Some Forum members already know my web site at devoted to the work of Gilbert Davey (1913-2011), writer on radio and electronics for young people, both in the Boy's Own Paper and in his own books. My site was launched in March 2010, so it is approaching its tenth anniversary. Some milestones over these ten years might be of interest to members. A version of the following text currently appears on my News page, with appropriate links to other pages.

November 2010: First of many contributions to the site by my long-term correspondent Hugh C, including his re-creations of some "lost" Davey designs (see below).

April 2011: Death of Gilbert Davey, aged 97. I had not been in touch with Mr Davey, but after his death I was put in touch with Tom Dougall, a former colleague of his who had drawn upon information from my site for a tribute in a newsletter for former Pearl Assurance employees (Davey had been a full-time insurance official with Pearl). In turn, Mr Dougall's memories allowed me to put together a fuller obituary that was published in the July 2011 edition of Practical Wireless (pp8-9).

================

** TASKS TO PERFORM **
• 1. Do the following statements agree with the Gilbert Davey site text above? Give yes or no for each, with the deciding words from the text quoted exactly. (a) The site was launched in March 2010. (b) The writer had been in touch with Gilbert Davey before his death. (c) The fuller obituary appeared in Practical Wireless.
• 2. Return the part of the Gilbert Davey site text from "November 2010: First" up to and including "Practical Wireless (pp8-9).", copied word for word.

** RECORDS **
================

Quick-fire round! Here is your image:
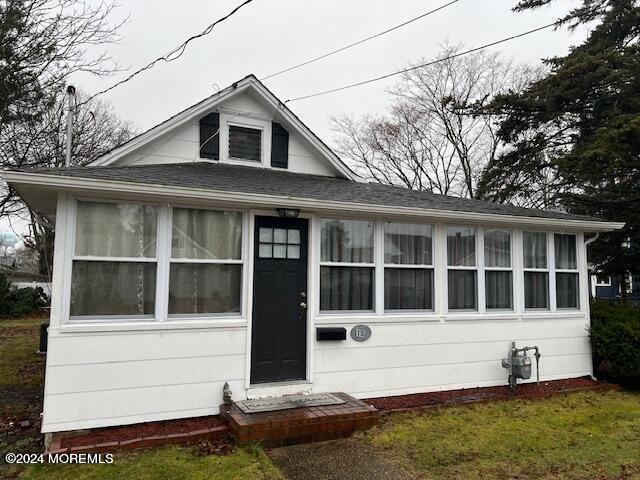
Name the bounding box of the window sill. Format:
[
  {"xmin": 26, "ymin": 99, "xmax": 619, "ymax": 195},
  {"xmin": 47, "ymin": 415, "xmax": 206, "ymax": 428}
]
[{"xmin": 52, "ymin": 317, "xmax": 247, "ymax": 335}]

================

** THE REPLIES **
• 1.
(a) Yes: "My site was launched in March 2010"
(b) No: "I had not been in touch with Mr Davey"
(c) Yes: "published in the July 2011 edition of Practical Wireless (pp8-9)"

• 2.
November 2010: First of many contributions to the site by my long-term correspondent Hugh C, including his re-creations of some "lost" Davey designs (see below).

April 2011: Death of Gilbert Davey, aged 97. I had not been in touch with Mr Davey, but after his death I was put in touch with Tom Dougall, a former colleague of his who had drawn upon information from my site for a tribute in a newsletter for former Pearl Assurance employees (Davey had been a full-time insurance official with Pearl). In turn, Mr Dougall's memories allowed me to put together a fuller obituary that was published in the July 2011 edition of Practical Wireless (pp8-9).